— Given passage —
• • • • •

# Fuzzy Litter



## MarlaAlVutha (Nov 7, 2009)

Sire: TwsT LeeRoy Jenkins (Chocolate broken fuzzy) 









Dam: TwsT Kobold (brindled longhaired fuzzy) I soo need an updated pic of Kobold. 









The Babies:

a. TwsT Sammarh Jenkins (doe)









b. TwsT Crystalsteel Jenkins (doe)









c. TwsT Ailira Jenkins (doe)









d. TwsT Severin Jenkins (buck)

















e. TwsT Zulaju Jenks (buck)









f. TwsT Mordant Jenkins (buck)


----------



## The Boggit keeper (Mar 5, 2010)

Love the pics. They are all super mousies but I just love Severin and Mordant.


----------



## Raindropmousery (Jan 10, 2010)

Love the pics yay ive found someone else with sheepy/fuzzy mice. I love sheepy/fuzzy mice they are beautiful and so different. I show mine.


----------



## Onyx (May 2, 2010)

They are absolutely gorgeous! Do they play wow too?  :lol:


----------



## Cait (Oct 3, 2008)

Raindropmousery said:


> I show mine.


How? They are unstandardised in the UK...


----------



## Raindropmousery (Jan 10, 2010)

Yes in the uk they are an unstandardised breed if took 4 of mine to the nmc show this month and got 1st 2nd and 3rd.


----------



## Cait (Oct 3, 2008)

Was there an unstandardised or pet class then?


----------



## MarlaAlVutha (Nov 7, 2009)

Onyx said:


> They are absolutely gorgeous! Do they play wow too?  :lol:


I guess I am glad they dont, LOL, or Id never get to play :lol:


----------



## MarlaAlVutha (Nov 7, 2009)

The Boggit keeper said:


> Love the pics. They are all super mousies but I just love Severin and Mordant.


The boys are my favs to! I cant pick a fav of the three tho LOL.

• • • • •

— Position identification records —

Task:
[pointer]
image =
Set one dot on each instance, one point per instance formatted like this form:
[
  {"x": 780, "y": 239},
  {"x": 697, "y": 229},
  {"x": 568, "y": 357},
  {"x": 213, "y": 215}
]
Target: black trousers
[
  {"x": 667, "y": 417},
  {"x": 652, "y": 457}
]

• • • • •

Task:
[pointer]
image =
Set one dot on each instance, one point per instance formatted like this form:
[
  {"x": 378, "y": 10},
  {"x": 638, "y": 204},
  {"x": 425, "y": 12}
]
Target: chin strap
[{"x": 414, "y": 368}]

• • • • •

— Written problem A —
Pick out every line of the records that contains the string "Target" and copy those lines.
— Written problem B —
Carry on the forum thread about the fuzzy mouse litter from where it stops.
The text and the records were taken from unrelated sources.

— Answer A —
Target: black trousers
Target: chin strap

— Answer B —
----------



## MarlaAlVutha (Nov 7, 2009)

Raindropmousery said:


> Yes in the uk they are an unstandardised breed if took 4 of mine to the nmc show this month and got 1st 2nd and 3rd.


Grats on your placings. I cant wait to take the boys to a show in June. I soo want to see how well they compare with other fuzzies.


----------



## Raindropmousery (Jan 10, 2010)

At the NMC they dont do pet class only unstandardised but lscmrc do both classes.

What show are you going to in june to show your sheepy/fuzzys?


----------



## Cait (Oct 3, 2008)

Raindropmousery said:


> At the NMC they dont do pet class only unstandardised but lscmrc do both classes.


Actually they do occasionally have pet classes, but both those and unstandardised are few and far between, hence the question since Enfield was an NMC affiliated show this time. I'm an NMC judge and would be happy to judge an unstandardised class because I like unusual varieties when it comes to mice. There was neither a pet or unstandardised on the schedule for the show we're talking about though, so I am confused as to how you could show them at all? Did they put on these two classes as a side thing and not put them on the official schedule?


----------



## Raindropmousery (Jan 10, 2010)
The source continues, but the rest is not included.